[WHAT NEEDS TO BE DONE]
Lay out every line in the items below, from the one containing "branch in the photo above." through the last line, as a Markdown table with columns Row and Line. Number each row and skip blank lines.
# start of MATERIAL PROVIDED
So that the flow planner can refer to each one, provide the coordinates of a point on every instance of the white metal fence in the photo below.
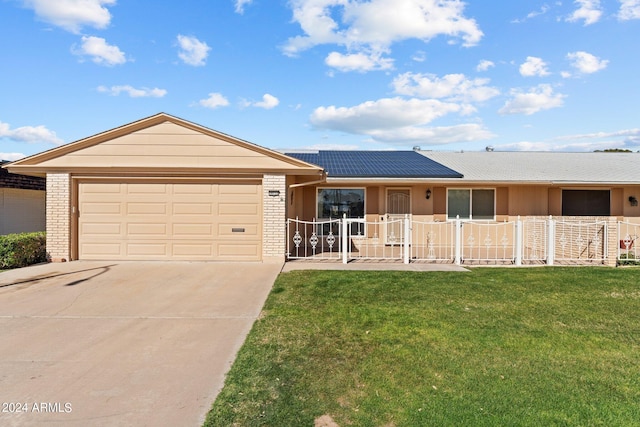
(628, 235)
(529, 240)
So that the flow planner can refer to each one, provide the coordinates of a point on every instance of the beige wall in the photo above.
(21, 211)
(511, 201)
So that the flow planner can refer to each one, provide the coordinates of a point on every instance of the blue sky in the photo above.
(326, 74)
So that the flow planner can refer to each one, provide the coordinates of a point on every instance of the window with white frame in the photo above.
(476, 203)
(335, 202)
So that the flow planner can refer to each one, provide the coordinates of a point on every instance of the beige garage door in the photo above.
(169, 221)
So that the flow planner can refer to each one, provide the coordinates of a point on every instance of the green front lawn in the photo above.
(496, 346)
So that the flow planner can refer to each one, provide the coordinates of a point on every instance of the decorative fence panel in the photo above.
(535, 241)
(488, 241)
(314, 239)
(381, 240)
(628, 235)
(433, 241)
(577, 241)
(523, 241)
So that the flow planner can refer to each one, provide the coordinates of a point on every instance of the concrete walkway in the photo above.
(122, 344)
(369, 266)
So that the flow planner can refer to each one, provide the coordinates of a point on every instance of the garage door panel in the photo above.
(237, 252)
(192, 208)
(149, 221)
(101, 250)
(237, 189)
(101, 188)
(101, 229)
(191, 249)
(158, 249)
(151, 188)
(146, 208)
(237, 209)
(193, 189)
(202, 231)
(147, 230)
(89, 208)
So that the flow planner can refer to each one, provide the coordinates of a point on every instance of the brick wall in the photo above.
(274, 230)
(59, 216)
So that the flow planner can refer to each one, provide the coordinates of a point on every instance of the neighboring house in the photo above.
(474, 185)
(165, 188)
(22, 203)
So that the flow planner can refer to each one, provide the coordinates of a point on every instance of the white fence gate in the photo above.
(628, 235)
(405, 239)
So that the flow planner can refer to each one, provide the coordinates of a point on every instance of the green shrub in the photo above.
(21, 250)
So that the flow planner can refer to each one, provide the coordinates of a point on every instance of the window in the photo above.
(335, 202)
(586, 203)
(471, 203)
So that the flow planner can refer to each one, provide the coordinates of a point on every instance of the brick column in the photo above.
(274, 219)
(59, 216)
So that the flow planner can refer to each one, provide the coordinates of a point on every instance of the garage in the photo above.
(144, 220)
(163, 188)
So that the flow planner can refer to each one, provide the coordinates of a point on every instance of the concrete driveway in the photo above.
(122, 344)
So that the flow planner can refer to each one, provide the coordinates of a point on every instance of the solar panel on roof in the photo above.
(381, 164)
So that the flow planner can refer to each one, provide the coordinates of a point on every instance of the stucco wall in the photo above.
(21, 210)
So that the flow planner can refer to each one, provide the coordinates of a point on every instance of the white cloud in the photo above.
(419, 56)
(534, 66)
(240, 5)
(484, 65)
(100, 51)
(386, 113)
(30, 134)
(537, 99)
(454, 87)
(624, 139)
(358, 62)
(587, 63)
(192, 51)
(12, 156)
(72, 15)
(589, 10)
(371, 27)
(544, 9)
(143, 92)
(434, 135)
(214, 101)
(268, 102)
(629, 9)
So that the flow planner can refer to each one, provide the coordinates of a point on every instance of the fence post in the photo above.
(519, 242)
(406, 239)
(458, 240)
(551, 240)
(345, 239)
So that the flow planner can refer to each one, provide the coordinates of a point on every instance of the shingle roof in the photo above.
(596, 168)
(377, 164)
(11, 180)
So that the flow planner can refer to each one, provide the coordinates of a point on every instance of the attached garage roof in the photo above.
(163, 145)
(377, 164)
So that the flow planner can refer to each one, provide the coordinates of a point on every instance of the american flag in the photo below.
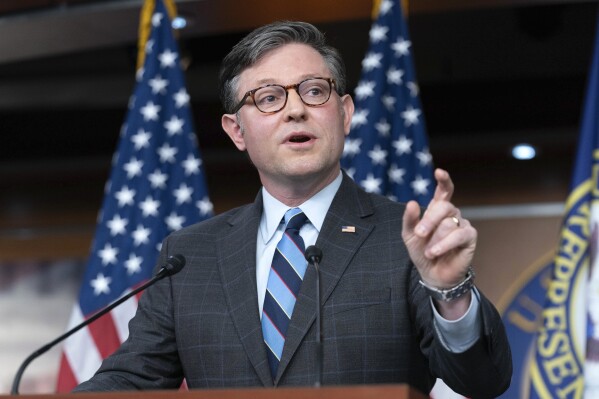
(386, 151)
(156, 187)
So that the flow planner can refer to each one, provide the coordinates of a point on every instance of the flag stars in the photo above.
(167, 153)
(117, 225)
(167, 59)
(133, 264)
(352, 147)
(149, 206)
(402, 145)
(385, 7)
(150, 111)
(181, 98)
(378, 155)
(383, 127)
(395, 76)
(372, 61)
(174, 222)
(191, 165)
(141, 235)
(183, 194)
(205, 206)
(141, 139)
(158, 179)
(125, 196)
(371, 184)
(420, 185)
(389, 102)
(401, 47)
(424, 157)
(414, 89)
(365, 89)
(158, 85)
(410, 116)
(359, 118)
(174, 125)
(396, 174)
(378, 33)
(133, 167)
(101, 284)
(108, 254)
(149, 46)
(157, 19)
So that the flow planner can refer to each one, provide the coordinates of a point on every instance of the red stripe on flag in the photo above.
(105, 335)
(66, 379)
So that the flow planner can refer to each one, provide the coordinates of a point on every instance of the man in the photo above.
(218, 322)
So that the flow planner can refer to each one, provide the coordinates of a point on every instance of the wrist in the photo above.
(452, 293)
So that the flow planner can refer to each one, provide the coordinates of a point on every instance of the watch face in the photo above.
(451, 293)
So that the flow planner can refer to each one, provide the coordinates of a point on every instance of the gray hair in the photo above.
(258, 42)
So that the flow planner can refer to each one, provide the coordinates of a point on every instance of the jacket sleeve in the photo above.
(482, 371)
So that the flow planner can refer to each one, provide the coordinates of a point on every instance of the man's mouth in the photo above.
(299, 139)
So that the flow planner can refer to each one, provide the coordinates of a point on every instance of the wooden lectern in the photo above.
(329, 392)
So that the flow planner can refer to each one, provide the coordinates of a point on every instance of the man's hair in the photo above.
(258, 42)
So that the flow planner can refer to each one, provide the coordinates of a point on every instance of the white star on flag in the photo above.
(365, 90)
(150, 111)
(141, 139)
(372, 61)
(386, 151)
(133, 264)
(155, 186)
(101, 284)
(117, 225)
(149, 207)
(174, 125)
(378, 33)
(205, 206)
(158, 85)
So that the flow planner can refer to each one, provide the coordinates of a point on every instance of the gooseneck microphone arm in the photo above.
(173, 265)
(313, 256)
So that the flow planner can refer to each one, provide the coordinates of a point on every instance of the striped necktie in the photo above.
(284, 280)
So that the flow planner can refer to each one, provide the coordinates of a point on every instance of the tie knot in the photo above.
(295, 218)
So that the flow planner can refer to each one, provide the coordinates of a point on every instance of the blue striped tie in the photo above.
(284, 280)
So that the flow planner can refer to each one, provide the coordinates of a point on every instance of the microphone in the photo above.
(313, 255)
(173, 265)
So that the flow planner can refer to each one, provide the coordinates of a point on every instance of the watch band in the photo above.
(449, 294)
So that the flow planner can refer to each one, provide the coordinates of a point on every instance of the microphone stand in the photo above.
(313, 255)
(172, 267)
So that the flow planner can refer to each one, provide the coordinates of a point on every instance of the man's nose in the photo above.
(295, 106)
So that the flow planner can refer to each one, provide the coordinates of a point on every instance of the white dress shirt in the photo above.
(458, 335)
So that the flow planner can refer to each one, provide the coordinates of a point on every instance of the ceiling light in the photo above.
(524, 151)
(179, 22)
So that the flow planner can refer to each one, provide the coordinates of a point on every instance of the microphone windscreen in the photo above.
(174, 264)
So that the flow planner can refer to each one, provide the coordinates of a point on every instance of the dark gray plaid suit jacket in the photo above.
(203, 323)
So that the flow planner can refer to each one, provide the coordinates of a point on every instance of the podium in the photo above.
(399, 391)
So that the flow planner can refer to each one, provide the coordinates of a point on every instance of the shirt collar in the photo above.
(315, 208)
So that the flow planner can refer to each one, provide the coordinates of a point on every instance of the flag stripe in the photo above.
(156, 187)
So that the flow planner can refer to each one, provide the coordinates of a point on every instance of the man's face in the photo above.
(298, 143)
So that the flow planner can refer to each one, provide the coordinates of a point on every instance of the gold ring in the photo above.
(456, 221)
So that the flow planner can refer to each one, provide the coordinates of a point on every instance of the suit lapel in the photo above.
(349, 208)
(237, 264)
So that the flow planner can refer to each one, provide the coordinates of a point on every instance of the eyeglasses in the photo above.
(273, 98)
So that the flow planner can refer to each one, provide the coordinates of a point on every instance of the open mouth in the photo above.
(299, 139)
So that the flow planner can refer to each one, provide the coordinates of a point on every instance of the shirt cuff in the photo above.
(459, 335)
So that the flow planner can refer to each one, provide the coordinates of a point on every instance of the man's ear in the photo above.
(347, 103)
(233, 129)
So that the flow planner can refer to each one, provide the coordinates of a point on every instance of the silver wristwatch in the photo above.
(449, 294)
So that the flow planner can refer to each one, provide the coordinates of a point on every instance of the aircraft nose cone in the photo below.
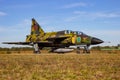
(96, 41)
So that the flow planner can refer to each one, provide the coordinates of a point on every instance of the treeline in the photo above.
(105, 47)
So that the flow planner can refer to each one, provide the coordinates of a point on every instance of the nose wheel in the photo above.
(36, 48)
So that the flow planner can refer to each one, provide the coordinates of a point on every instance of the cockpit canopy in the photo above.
(69, 32)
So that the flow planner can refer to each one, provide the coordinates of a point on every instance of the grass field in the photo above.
(71, 66)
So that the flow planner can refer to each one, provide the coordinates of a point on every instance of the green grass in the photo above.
(60, 67)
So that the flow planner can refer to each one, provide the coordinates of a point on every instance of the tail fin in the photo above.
(36, 28)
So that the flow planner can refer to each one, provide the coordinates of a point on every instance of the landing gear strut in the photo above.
(36, 48)
(85, 49)
(78, 50)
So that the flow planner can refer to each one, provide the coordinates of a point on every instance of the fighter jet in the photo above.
(57, 41)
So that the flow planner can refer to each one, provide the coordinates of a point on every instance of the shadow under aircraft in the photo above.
(59, 41)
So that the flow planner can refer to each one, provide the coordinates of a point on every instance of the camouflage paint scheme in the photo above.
(59, 39)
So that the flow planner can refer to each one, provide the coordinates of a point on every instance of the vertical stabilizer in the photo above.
(36, 28)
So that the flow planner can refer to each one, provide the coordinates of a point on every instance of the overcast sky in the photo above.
(99, 18)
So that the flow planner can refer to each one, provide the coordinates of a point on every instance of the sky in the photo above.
(98, 18)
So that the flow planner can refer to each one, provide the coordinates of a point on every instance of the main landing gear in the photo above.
(85, 49)
(36, 48)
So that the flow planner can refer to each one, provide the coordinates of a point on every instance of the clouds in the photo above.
(84, 15)
(98, 14)
(73, 5)
(2, 13)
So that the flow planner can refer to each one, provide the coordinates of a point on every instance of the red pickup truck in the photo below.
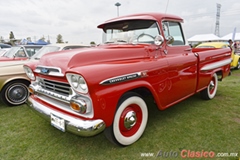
(103, 88)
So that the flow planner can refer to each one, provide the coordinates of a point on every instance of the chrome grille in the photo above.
(57, 87)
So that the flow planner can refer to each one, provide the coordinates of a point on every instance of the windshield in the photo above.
(44, 50)
(15, 51)
(131, 31)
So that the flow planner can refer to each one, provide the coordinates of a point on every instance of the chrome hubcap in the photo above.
(130, 120)
(212, 85)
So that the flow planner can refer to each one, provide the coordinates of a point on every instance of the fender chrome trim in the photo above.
(123, 78)
(216, 65)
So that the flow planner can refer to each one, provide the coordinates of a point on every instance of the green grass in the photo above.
(193, 124)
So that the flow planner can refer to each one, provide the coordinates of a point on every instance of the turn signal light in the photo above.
(31, 90)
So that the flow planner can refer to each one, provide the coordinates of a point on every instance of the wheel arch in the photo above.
(14, 79)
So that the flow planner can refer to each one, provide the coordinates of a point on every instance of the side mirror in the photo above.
(158, 40)
(170, 39)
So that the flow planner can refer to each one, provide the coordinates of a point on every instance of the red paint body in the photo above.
(170, 78)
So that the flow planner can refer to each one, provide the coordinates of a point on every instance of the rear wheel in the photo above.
(211, 90)
(15, 93)
(130, 120)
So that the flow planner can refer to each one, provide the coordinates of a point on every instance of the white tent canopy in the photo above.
(229, 36)
(204, 38)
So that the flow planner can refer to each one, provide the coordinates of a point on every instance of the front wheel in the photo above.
(211, 90)
(15, 93)
(130, 120)
(238, 65)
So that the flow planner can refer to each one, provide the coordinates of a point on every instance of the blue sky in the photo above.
(77, 20)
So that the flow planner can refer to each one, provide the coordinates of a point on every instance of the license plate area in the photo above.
(58, 122)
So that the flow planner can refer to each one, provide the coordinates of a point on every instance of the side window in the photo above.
(173, 29)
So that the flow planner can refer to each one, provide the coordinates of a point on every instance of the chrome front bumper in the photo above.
(77, 126)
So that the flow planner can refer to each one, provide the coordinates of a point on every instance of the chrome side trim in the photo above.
(76, 126)
(123, 78)
(216, 65)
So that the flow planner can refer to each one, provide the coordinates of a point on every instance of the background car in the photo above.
(20, 52)
(3, 45)
(13, 80)
(3, 51)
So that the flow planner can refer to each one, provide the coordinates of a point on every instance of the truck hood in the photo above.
(101, 54)
(5, 64)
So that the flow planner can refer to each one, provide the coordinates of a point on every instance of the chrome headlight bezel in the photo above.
(77, 82)
(29, 72)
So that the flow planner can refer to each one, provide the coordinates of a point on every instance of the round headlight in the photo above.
(29, 72)
(77, 82)
(82, 84)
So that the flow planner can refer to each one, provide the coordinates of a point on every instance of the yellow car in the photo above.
(235, 64)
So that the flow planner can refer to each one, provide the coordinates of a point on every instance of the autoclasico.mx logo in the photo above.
(186, 153)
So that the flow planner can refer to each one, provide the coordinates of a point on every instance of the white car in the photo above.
(13, 80)
(3, 51)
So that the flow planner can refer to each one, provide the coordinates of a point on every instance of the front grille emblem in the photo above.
(45, 70)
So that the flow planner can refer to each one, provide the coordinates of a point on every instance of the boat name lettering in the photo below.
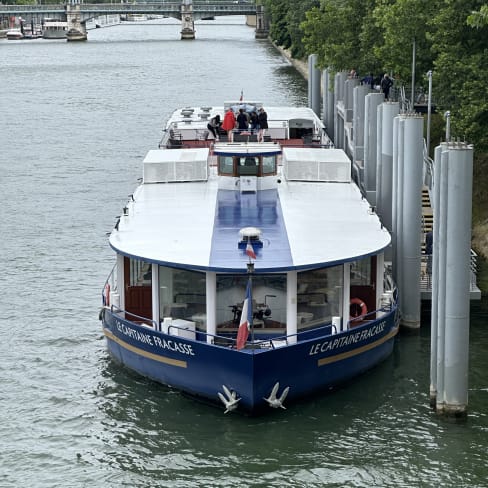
(153, 340)
(347, 339)
(174, 346)
(135, 334)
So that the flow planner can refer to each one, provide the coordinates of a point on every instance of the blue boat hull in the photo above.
(201, 369)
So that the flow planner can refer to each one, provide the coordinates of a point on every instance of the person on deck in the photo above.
(214, 125)
(242, 121)
(229, 124)
(263, 124)
(254, 123)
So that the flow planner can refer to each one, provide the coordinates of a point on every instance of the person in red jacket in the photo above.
(229, 124)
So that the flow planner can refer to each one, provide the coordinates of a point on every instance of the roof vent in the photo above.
(250, 234)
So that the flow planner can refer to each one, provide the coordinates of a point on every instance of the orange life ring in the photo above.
(106, 295)
(357, 308)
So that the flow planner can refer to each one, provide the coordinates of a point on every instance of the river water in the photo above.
(77, 120)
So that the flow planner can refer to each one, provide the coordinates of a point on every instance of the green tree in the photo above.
(460, 70)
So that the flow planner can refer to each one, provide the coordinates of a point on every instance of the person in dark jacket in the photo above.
(263, 124)
(386, 84)
(241, 121)
(214, 125)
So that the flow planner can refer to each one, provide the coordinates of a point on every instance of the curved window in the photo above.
(319, 296)
(182, 293)
(226, 165)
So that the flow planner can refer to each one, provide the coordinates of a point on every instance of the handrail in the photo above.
(116, 310)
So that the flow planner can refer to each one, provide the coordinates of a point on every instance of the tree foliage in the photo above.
(375, 36)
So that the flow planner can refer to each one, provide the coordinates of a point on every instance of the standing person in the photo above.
(229, 124)
(263, 123)
(429, 241)
(368, 80)
(214, 125)
(241, 121)
(386, 84)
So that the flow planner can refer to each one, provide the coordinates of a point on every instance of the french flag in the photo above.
(250, 251)
(246, 318)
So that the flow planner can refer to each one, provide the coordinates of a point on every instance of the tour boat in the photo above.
(54, 29)
(249, 273)
(14, 34)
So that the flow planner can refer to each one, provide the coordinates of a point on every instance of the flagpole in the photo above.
(250, 271)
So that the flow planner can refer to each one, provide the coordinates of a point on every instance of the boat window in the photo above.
(248, 166)
(319, 296)
(363, 286)
(269, 165)
(140, 273)
(226, 165)
(361, 272)
(268, 298)
(182, 293)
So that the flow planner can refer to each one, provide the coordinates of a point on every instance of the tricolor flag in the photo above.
(250, 251)
(246, 318)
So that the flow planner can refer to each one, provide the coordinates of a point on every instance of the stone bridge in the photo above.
(77, 13)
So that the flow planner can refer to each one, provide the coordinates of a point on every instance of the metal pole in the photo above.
(447, 116)
(413, 74)
(250, 271)
(429, 110)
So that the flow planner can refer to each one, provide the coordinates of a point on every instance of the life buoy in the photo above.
(357, 308)
(106, 295)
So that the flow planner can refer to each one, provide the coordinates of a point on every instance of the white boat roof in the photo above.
(198, 117)
(194, 224)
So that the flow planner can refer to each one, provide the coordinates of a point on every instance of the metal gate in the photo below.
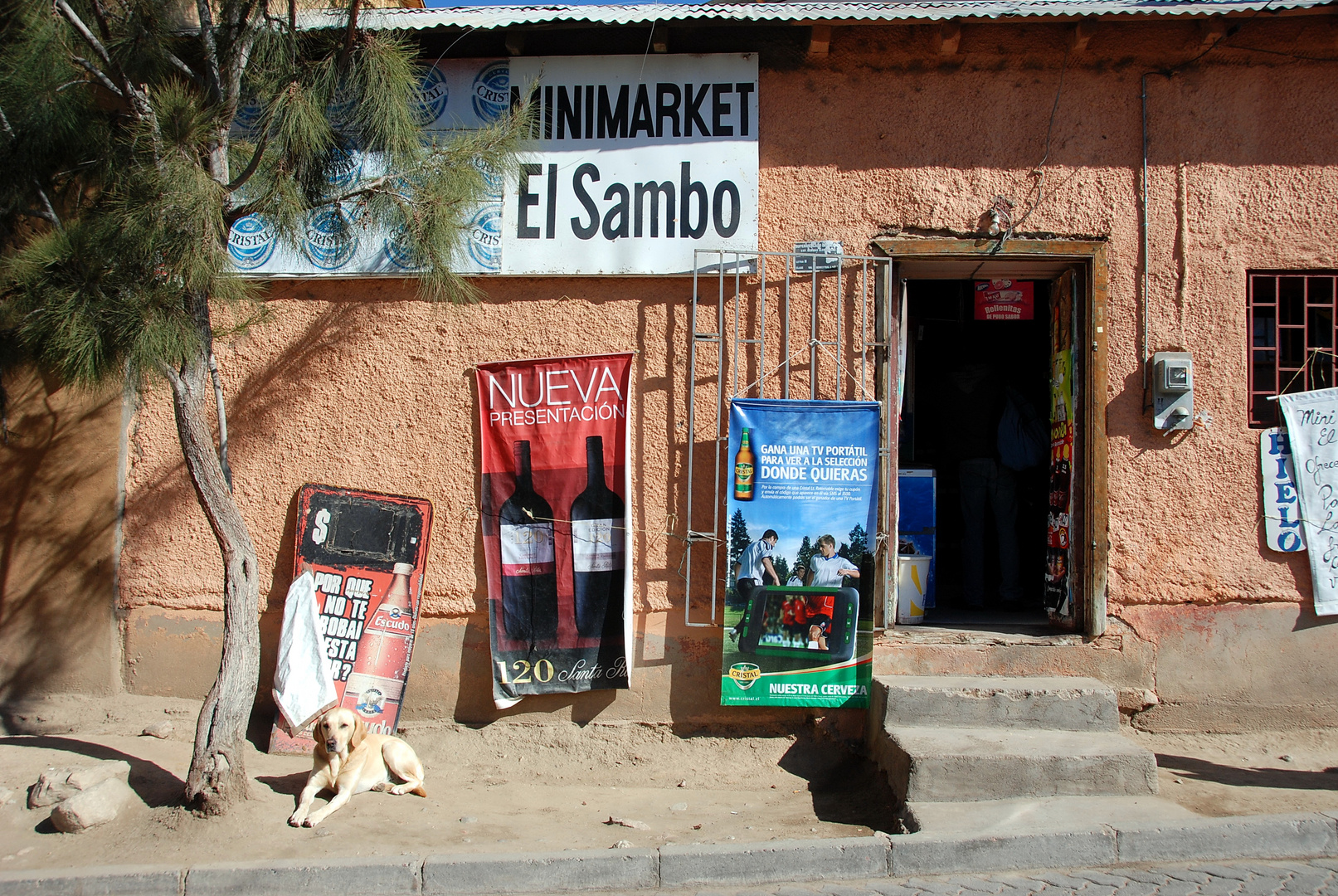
(781, 325)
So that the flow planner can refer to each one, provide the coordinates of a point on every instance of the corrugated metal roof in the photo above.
(744, 12)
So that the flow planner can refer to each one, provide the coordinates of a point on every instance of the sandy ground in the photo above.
(1231, 775)
(532, 788)
(506, 788)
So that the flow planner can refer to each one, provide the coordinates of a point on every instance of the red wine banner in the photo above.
(554, 514)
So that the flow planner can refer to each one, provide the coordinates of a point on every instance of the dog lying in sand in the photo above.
(349, 760)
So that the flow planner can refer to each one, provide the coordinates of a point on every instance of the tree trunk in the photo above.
(217, 769)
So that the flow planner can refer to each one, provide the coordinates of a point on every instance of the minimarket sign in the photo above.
(633, 163)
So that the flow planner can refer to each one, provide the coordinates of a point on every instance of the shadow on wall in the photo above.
(58, 513)
(1238, 777)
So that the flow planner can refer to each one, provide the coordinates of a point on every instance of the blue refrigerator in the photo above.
(917, 523)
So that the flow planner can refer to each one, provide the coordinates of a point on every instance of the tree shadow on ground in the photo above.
(846, 786)
(1282, 778)
(285, 784)
(155, 786)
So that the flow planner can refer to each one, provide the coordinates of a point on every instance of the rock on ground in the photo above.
(58, 786)
(100, 804)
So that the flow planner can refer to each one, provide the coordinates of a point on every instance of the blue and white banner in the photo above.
(800, 543)
(633, 163)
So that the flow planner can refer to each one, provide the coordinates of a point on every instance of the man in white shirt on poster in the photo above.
(752, 570)
(829, 568)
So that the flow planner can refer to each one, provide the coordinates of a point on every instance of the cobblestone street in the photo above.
(1314, 878)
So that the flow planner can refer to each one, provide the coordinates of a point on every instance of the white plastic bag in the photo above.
(304, 681)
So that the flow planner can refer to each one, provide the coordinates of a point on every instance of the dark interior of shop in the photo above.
(946, 349)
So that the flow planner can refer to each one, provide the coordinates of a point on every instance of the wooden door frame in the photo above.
(1092, 539)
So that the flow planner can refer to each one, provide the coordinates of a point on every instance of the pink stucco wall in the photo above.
(356, 382)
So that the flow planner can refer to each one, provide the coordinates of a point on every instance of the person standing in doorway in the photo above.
(975, 400)
(752, 572)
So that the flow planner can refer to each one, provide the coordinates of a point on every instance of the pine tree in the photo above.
(124, 177)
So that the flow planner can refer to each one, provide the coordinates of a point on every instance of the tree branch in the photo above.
(137, 100)
(207, 39)
(251, 166)
(351, 34)
(178, 65)
(83, 31)
(47, 210)
(96, 72)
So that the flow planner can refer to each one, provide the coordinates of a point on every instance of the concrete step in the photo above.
(965, 764)
(1045, 815)
(958, 701)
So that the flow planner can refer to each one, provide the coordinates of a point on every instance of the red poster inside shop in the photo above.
(368, 553)
(554, 517)
(1005, 299)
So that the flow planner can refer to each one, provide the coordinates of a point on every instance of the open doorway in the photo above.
(962, 479)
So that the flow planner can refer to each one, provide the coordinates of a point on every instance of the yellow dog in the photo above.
(349, 760)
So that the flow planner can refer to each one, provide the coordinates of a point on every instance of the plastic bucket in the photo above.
(912, 581)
# end of MATERIAL PROVIDED
[RIGHT ANSWER]
| Row | Line |
|---|---|
| 1 | So that the flow planner can refer to each one, provide the coordinates of a point on every instance of the tree branch in the photo above. |
| 2 | (137, 100) |
| 3 | (207, 39) |
| 4 | (251, 166) |
| 5 | (351, 34) |
| 6 | (178, 65) |
| 7 | (83, 31) |
| 8 | (47, 210) |
| 9 | (96, 72) |
| 10 | So that the flow planner can refer to each one, provide the coordinates of a point on every instance of the concrete step in the photo above. |
| 11 | (965, 764) |
| 12 | (1045, 815) |
| 13 | (958, 701) |
| 14 | So that the flow planner can refer to each one, provide the coordinates of a point on every instance of the red poster inside shop in the photo above. |
| 15 | (368, 553) |
| 16 | (554, 517) |
| 17 | (1005, 299) |
| 18 | So that the flow planner can refer to each one, provide the coordinates of a point on every instance of the open doorway in the photo above. |
| 19 | (962, 479) |
| 20 | So that the flow planner can refer to each one, provide the coordinates of a point on every instance of the yellow dog in the photo above. |
| 21 | (349, 760) |
| 22 | So that the flow planner can refer to each one, provide the coordinates of a point on every instance of the plastic bucket in the photo above. |
| 23 | (912, 581) |